● TASK BRIEF: Pull out every line of the data below that contains the word "railing", copying each such line in full.

# # #

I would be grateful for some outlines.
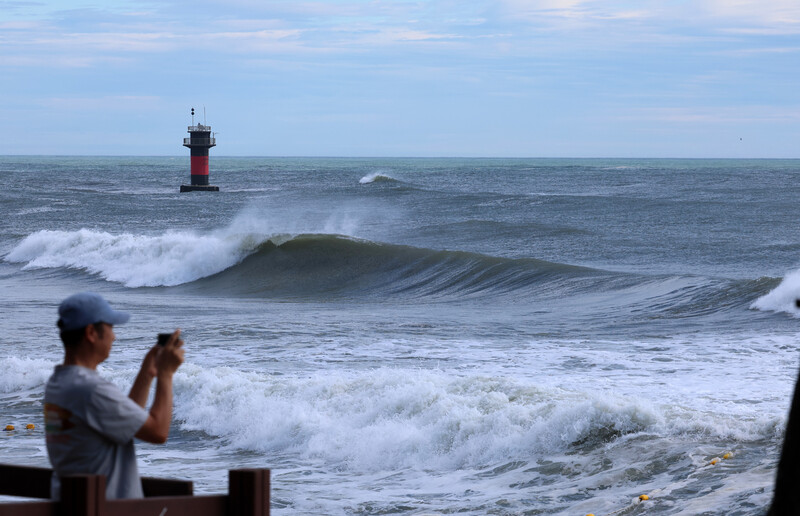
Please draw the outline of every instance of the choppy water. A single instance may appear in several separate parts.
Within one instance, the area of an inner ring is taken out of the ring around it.
[[[187,340],[148,476],[270,467],[277,514],[768,506],[800,160],[212,157],[221,191],[179,194],[187,170],[0,157],[0,423],[41,420],[56,306],[94,290],[133,314],[123,388]],[[41,430],[0,462],[46,465]]]

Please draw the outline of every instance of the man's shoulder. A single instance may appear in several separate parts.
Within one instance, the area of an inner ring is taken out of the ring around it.
[[[97,371],[81,366],[56,366],[45,388],[45,401],[56,399],[86,399],[97,389],[107,389],[110,383]]]

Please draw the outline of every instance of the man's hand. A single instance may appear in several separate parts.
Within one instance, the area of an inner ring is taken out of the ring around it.
[[[172,376],[183,363],[184,350],[181,330],[175,330],[165,345],[156,347],[161,348],[155,355],[156,376],[159,378],[162,375]]]

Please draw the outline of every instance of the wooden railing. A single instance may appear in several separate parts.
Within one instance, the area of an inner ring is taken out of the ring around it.
[[[268,469],[228,472],[227,495],[193,496],[184,480],[142,478],[144,498],[106,500],[106,477],[61,478],[61,500],[50,498],[52,470],[0,464],[0,495],[47,501],[0,503],[0,516],[269,516]]]

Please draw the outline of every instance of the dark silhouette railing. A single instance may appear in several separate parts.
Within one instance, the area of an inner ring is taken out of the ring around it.
[[[0,495],[46,501],[0,503],[0,516],[269,516],[268,469],[228,472],[227,495],[194,496],[185,480],[142,478],[144,498],[106,500],[106,477],[61,478],[61,500],[50,500],[52,470],[0,464]]]

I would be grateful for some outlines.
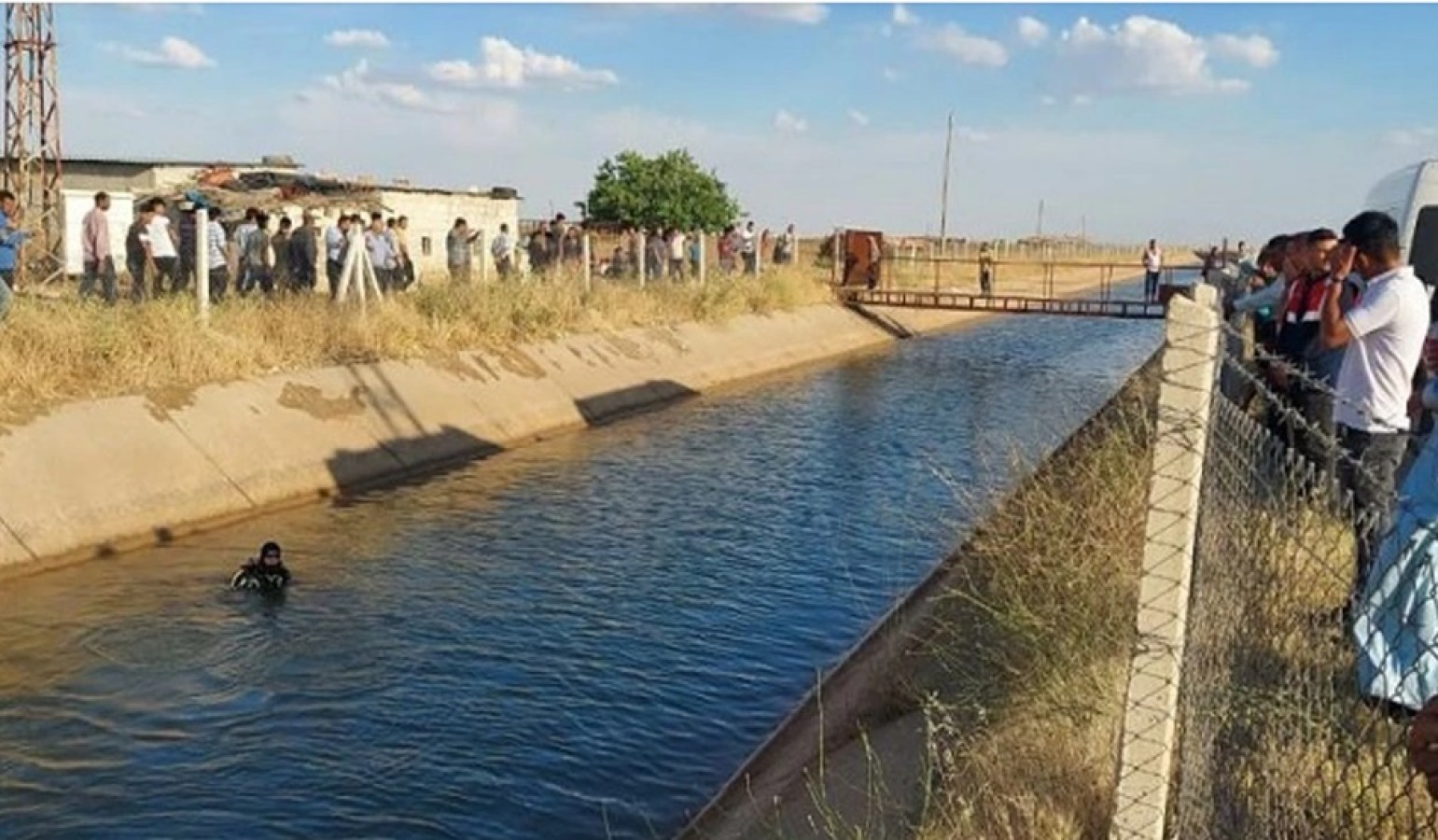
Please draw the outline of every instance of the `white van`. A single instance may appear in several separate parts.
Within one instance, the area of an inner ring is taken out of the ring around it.
[[[1385,177],[1368,194],[1366,210],[1382,210],[1398,222],[1403,257],[1429,288],[1438,285],[1438,160],[1426,160]]]

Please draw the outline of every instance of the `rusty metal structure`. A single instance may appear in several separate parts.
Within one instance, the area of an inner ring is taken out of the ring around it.
[[[20,206],[12,226],[29,233],[16,285],[50,283],[65,276],[55,7],[7,3],[4,24],[4,188]]]

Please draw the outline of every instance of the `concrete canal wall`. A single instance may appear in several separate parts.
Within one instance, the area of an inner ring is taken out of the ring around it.
[[[165,542],[979,318],[817,305],[68,404],[0,427],[0,570]]]

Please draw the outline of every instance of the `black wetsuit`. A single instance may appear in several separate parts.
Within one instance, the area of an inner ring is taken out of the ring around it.
[[[285,564],[276,565],[262,565],[256,561],[249,561],[240,567],[240,571],[234,572],[230,578],[230,588],[234,590],[266,590],[275,591],[282,590],[289,584],[289,570]]]

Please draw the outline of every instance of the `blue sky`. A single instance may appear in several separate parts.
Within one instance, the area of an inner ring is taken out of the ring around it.
[[[1431,6],[60,6],[68,154],[257,158],[572,211],[687,147],[761,224],[1257,239],[1438,148]]]

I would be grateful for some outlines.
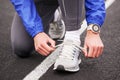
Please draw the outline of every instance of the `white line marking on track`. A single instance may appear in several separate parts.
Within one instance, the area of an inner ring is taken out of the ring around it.
[[[114,2],[115,0],[107,0],[105,2],[106,9]],[[80,34],[82,34],[86,30],[86,28],[87,23],[86,20],[84,20],[81,29],[79,30],[81,32]],[[41,62],[41,64],[38,65],[34,70],[32,70],[23,80],[39,80],[39,78],[43,76],[47,72],[47,70],[54,64],[55,60],[58,57],[59,48],[57,48],[51,55],[49,55],[43,62]]]

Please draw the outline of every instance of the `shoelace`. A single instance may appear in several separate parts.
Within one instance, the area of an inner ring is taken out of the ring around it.
[[[59,40],[59,41],[63,41],[63,40]],[[62,58],[67,58],[67,59],[74,59],[75,57],[75,53],[76,51],[81,51],[83,50],[84,48],[81,47],[81,46],[77,46],[75,43],[72,43],[72,44],[66,44],[66,43],[61,43],[59,45],[56,45],[56,47],[60,47],[62,46],[62,52],[60,52],[60,56],[59,57],[62,57]],[[65,54],[64,54],[65,53]]]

# # #

● SOLUTION TO THIS PROBLEM:
Please draw the outline of every instance of the wooden railing. A single instance may appear in several separate parts.
Please draw the outline of every instance of the dark silhouette railing. A single instance may appear in several separate parts.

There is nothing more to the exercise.